**What is expected:** Gather every line below that contains the word "outline" and copy each one in full.

(Extracted data entries)
..............................

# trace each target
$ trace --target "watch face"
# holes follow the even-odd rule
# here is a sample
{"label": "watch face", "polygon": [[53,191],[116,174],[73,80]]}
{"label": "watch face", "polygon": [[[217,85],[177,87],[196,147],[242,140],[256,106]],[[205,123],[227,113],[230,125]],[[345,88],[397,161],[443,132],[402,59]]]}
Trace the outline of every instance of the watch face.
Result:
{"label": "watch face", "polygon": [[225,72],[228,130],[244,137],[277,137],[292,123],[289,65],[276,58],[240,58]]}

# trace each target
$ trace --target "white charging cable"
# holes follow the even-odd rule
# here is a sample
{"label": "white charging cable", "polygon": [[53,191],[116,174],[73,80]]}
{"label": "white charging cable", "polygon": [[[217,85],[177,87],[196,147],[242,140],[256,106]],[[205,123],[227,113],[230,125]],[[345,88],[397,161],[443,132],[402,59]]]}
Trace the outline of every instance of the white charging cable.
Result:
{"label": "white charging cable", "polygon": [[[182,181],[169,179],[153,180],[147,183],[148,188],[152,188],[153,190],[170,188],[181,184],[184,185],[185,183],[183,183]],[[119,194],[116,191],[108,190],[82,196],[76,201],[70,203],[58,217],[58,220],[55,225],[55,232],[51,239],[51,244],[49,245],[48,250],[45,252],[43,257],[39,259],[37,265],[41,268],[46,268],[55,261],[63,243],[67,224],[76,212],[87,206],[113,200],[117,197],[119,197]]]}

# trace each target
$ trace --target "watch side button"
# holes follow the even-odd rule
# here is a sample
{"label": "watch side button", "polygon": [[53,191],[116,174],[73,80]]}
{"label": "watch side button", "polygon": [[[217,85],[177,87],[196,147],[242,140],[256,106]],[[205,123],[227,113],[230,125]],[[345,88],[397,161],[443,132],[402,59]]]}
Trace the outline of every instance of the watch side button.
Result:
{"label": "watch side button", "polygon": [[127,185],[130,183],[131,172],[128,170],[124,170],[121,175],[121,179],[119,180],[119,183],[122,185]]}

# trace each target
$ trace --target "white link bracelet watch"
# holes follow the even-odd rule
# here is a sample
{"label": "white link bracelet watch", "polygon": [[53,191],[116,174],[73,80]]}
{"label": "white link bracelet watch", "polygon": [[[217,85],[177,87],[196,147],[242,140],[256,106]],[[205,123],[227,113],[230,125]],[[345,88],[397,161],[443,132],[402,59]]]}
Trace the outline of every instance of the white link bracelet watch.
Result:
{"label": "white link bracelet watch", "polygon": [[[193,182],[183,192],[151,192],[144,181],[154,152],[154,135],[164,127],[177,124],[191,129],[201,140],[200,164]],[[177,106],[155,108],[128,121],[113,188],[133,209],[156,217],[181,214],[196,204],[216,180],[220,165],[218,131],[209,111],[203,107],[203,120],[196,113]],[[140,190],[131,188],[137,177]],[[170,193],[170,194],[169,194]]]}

..............................

**Answer to this problem:**
Trace the outline of every instance of the watch face.
Trace the outline of every instance of the white charging cable.
Trace the outline of every instance of the watch side button.
Trace the outline of every instance of the white link bracelet watch.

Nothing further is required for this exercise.